- [Stated problem]
Copy each line below without leaving any out.

- [Supplied material]
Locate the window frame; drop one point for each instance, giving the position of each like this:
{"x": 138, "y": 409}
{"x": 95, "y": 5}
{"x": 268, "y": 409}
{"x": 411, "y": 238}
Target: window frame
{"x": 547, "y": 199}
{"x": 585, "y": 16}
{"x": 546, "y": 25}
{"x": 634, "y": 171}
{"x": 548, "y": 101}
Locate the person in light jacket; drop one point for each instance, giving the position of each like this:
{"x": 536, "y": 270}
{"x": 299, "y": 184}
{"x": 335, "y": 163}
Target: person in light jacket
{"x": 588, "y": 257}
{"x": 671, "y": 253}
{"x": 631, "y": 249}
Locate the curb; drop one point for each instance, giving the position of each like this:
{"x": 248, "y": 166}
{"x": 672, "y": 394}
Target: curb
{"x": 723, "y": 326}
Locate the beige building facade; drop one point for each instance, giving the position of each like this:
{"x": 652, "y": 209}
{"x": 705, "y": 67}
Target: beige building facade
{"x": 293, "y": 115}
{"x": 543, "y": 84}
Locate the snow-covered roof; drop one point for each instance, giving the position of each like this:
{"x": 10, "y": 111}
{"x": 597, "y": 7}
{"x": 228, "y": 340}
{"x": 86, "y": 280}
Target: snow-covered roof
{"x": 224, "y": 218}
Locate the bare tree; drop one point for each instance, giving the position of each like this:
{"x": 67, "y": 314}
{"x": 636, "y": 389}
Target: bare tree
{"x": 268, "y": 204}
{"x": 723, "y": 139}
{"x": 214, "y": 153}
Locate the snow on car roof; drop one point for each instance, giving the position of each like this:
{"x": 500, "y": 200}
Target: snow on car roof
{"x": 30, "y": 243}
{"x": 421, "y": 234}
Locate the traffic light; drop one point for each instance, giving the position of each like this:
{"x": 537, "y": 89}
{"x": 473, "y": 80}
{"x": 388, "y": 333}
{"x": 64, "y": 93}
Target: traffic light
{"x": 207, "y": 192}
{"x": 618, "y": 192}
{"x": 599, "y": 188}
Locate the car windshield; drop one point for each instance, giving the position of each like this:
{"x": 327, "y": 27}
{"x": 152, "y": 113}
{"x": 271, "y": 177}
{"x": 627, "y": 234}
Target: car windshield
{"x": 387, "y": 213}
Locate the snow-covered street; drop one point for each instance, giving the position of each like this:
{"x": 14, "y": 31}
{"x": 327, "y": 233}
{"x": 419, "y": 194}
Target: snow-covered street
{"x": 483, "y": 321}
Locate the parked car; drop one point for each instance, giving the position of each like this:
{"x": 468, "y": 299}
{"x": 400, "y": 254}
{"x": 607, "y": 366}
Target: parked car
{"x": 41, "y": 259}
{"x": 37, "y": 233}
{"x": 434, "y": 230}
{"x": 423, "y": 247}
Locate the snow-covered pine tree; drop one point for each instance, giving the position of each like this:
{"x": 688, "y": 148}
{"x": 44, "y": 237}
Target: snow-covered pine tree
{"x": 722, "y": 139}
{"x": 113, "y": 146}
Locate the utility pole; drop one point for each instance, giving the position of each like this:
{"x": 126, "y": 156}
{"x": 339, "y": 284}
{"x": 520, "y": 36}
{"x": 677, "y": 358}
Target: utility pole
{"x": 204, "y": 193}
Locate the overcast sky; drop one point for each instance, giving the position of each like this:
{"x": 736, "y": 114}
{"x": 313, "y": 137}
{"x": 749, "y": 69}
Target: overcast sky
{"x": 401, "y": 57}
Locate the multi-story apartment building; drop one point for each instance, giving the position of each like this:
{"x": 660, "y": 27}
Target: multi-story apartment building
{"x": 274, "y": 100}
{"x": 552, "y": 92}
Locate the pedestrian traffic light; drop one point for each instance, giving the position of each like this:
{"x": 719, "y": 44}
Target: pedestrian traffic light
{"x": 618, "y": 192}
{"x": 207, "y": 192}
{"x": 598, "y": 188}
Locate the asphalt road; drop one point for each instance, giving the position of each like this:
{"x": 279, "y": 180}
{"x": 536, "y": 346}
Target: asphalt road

- [Answer below]
Locate the window frame; drop one point for each instance, giving the position of each like this:
{"x": 138, "y": 409}
{"x": 95, "y": 5}
{"x": 268, "y": 409}
{"x": 411, "y": 238}
Target: window frame
{"x": 547, "y": 199}
{"x": 585, "y": 16}
{"x": 546, "y": 25}
{"x": 634, "y": 171}
{"x": 548, "y": 101}
Locate the person in light jacket; drop one point for each instance, giving the position of each like this:
{"x": 536, "y": 270}
{"x": 299, "y": 184}
{"x": 335, "y": 163}
Target: person in light jacket
{"x": 588, "y": 257}
{"x": 671, "y": 253}
{"x": 631, "y": 249}
Locate the curb; drop one point for each instance, giving the position of each like this:
{"x": 248, "y": 166}
{"x": 672, "y": 394}
Target: curb
{"x": 723, "y": 326}
Locate the beige building facade; drop one point for each instance, giving the position of each like this:
{"x": 652, "y": 209}
{"x": 705, "y": 67}
Target: beige building facade
{"x": 293, "y": 115}
{"x": 543, "y": 84}
Locate the snow-covered roof; drop one point for each instance, giving the position of each like this:
{"x": 10, "y": 111}
{"x": 597, "y": 7}
{"x": 228, "y": 340}
{"x": 86, "y": 280}
Target: snow-covered roof
{"x": 224, "y": 218}
Locate the bare tree; drop one point for each instance, giving the position of each like this:
{"x": 67, "y": 314}
{"x": 636, "y": 389}
Target: bare tree
{"x": 268, "y": 204}
{"x": 723, "y": 139}
{"x": 214, "y": 153}
Locate the snow on car roof; drop one point for each instance, giving the position of each like this:
{"x": 500, "y": 200}
Target: snow on car roof
{"x": 30, "y": 243}
{"x": 421, "y": 234}
Locate the traffic light; drop one point for each instance, giving the position of each like this:
{"x": 537, "y": 89}
{"x": 473, "y": 80}
{"x": 388, "y": 333}
{"x": 64, "y": 93}
Target: traffic light
{"x": 207, "y": 192}
{"x": 618, "y": 192}
{"x": 599, "y": 188}
Locate the car windshield; drop one point for each instance, giving the position of each like this:
{"x": 327, "y": 27}
{"x": 152, "y": 113}
{"x": 271, "y": 177}
{"x": 627, "y": 234}
Target: car windshield
{"x": 387, "y": 213}
Locate the snow-covered street; drop one point for each instance, giving the position of each like this:
{"x": 14, "y": 31}
{"x": 327, "y": 233}
{"x": 419, "y": 194}
Target: snow-covered street
{"x": 483, "y": 321}
Locate the parked car; drop one point for each instance, giving the position of each like this:
{"x": 468, "y": 299}
{"x": 400, "y": 254}
{"x": 607, "y": 366}
Target: parked car
{"x": 41, "y": 259}
{"x": 37, "y": 233}
{"x": 434, "y": 230}
{"x": 423, "y": 247}
Locate the snow-covered pine tree; drop one point for each instance, giving the position of each like this:
{"x": 688, "y": 148}
{"x": 44, "y": 237}
Target: snow-covered pine tree
{"x": 722, "y": 139}
{"x": 113, "y": 146}
Locate the utility pole; drop one point for each instance, giving the position of each like this:
{"x": 126, "y": 156}
{"x": 339, "y": 284}
{"x": 520, "y": 36}
{"x": 677, "y": 358}
Target: utility pole
{"x": 204, "y": 193}
Locate the overcast sky; drop one point for each instance, giving the position of each like this:
{"x": 736, "y": 114}
{"x": 313, "y": 137}
{"x": 749, "y": 69}
Target: overcast sky
{"x": 401, "y": 57}
Locate the multi-story apartment building; drop one point for each instance, giving the position of each like this:
{"x": 660, "y": 27}
Target: multi-story apartment building
{"x": 274, "y": 100}
{"x": 552, "y": 92}
Locate the pedestrian traffic light; drop one point for each instance, giving the position of each like this:
{"x": 719, "y": 44}
Target: pedestrian traffic light
{"x": 618, "y": 192}
{"x": 207, "y": 192}
{"x": 598, "y": 188}
Locate the asphalt road; drop one point for each instance, giving the position of each like this:
{"x": 279, "y": 180}
{"x": 536, "y": 346}
Target: asphalt road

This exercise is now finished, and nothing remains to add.